Milwaukee Announces 60 Traffic Calming Projects for 2025

The city has successfully reduced traffic deaths and aims to eliminate them completely within the next decade.

1 minute read

March 23, 2025, 5:00 AM PDT

By Diana Ionescu @aworkoffiction


Close-up on pedestrian crosswalk light in downtown Milwaukee, Wisconsin with historic building with steeple visible in background.

Eric Skadson / Adobe Stock

Milwaukee Mayor Cavalier Johnson announced 60 new traffic calming projects for the year in a press conference touting the city’s traffic safety efforts.

According to reporting by Jeramey Jannene in Urban Milwaukee, “Projects include reconstructing more than two miles of W. Lisbon Avenue, building a new 20th Street Powerline Trail, adding protected bike lanes to several roadways and making targeted traffic calming improvements near schools, trails and parks.”

The mayor added, “This is part of the ‘all of the above’ approach that we try to employ in the city to address issues around safety on our roadways.” Milwaukee aims to eliminate traffic deaths within a decade.

Jannene notes that although the city promised to build 45 projects in 2024, only 34 were started or finished. However, 2025 poses increased urgency: “It is the second to last year the city can rely on federal American Rescue Plan Act funding. The pandemic-recovery funding, which has supported a wide variety of government programs locally and nationally, must be expended by the end of 2026 or returned.”

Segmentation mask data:
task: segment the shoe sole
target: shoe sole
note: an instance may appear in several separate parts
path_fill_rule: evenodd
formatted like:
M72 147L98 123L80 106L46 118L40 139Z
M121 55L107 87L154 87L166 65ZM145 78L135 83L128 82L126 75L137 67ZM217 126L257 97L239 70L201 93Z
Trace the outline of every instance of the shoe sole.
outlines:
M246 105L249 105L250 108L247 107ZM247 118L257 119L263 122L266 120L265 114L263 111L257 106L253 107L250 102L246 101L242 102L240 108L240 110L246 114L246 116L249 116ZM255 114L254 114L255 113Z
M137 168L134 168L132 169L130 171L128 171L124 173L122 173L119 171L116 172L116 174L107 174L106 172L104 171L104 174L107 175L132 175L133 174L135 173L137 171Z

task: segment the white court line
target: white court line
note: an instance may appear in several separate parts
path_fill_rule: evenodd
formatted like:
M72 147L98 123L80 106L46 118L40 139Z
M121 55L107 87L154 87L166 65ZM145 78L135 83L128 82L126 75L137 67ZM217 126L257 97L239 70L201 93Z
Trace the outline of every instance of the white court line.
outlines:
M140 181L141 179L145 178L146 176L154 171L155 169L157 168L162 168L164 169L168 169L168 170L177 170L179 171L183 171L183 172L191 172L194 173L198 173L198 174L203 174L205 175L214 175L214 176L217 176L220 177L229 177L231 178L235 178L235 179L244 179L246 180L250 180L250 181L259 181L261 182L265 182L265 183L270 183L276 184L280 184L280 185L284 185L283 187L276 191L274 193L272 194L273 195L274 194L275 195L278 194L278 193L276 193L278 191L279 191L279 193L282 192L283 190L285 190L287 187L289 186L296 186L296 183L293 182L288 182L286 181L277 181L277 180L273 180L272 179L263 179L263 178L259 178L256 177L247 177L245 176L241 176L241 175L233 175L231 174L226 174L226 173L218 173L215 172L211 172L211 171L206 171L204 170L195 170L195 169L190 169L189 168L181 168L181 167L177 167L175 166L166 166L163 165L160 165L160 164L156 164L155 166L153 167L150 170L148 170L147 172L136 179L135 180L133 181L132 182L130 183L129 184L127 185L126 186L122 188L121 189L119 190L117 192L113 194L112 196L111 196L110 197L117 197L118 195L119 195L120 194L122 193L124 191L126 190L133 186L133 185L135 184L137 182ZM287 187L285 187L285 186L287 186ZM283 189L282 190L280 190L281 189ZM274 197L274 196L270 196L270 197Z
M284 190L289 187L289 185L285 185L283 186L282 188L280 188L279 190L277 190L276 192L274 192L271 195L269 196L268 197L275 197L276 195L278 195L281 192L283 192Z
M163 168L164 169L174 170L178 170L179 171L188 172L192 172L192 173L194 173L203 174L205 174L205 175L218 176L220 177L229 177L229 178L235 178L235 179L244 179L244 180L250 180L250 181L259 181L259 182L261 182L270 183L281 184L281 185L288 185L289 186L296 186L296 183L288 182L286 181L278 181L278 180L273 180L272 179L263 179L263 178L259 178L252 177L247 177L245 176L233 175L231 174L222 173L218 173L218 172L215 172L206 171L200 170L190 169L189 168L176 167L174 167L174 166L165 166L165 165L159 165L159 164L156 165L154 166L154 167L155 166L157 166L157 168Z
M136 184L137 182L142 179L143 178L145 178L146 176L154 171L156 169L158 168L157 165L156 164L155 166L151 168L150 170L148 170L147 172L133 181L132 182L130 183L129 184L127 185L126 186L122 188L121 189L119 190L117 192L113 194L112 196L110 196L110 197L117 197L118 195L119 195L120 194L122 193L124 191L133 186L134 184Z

REQUIRED WORK:
A – According to the Milwaukee traffic calming article, by when must the American Rescue Plan Act funding be spent or returned?
B – Turn the paragraph of the Milwaukee traffic calming article that begins "Jannene notes that although" into a short bulleted list that keeps its main facts.
This material has no connection to the Milwaukee traffic calming article.

TASK RESULTS:
A – By the end of 2026.

B –
- The city promised 45 projects in 2024, but only 34 were started or finished.
- 2025 brings more urgency because it is the second-to-last year the city can rely on federal American Rescue Plan Act funding.
- This pandemic-recovery money has supported many government programs, both locally and nationally.
- It must be spent by the end of 2026 or returned.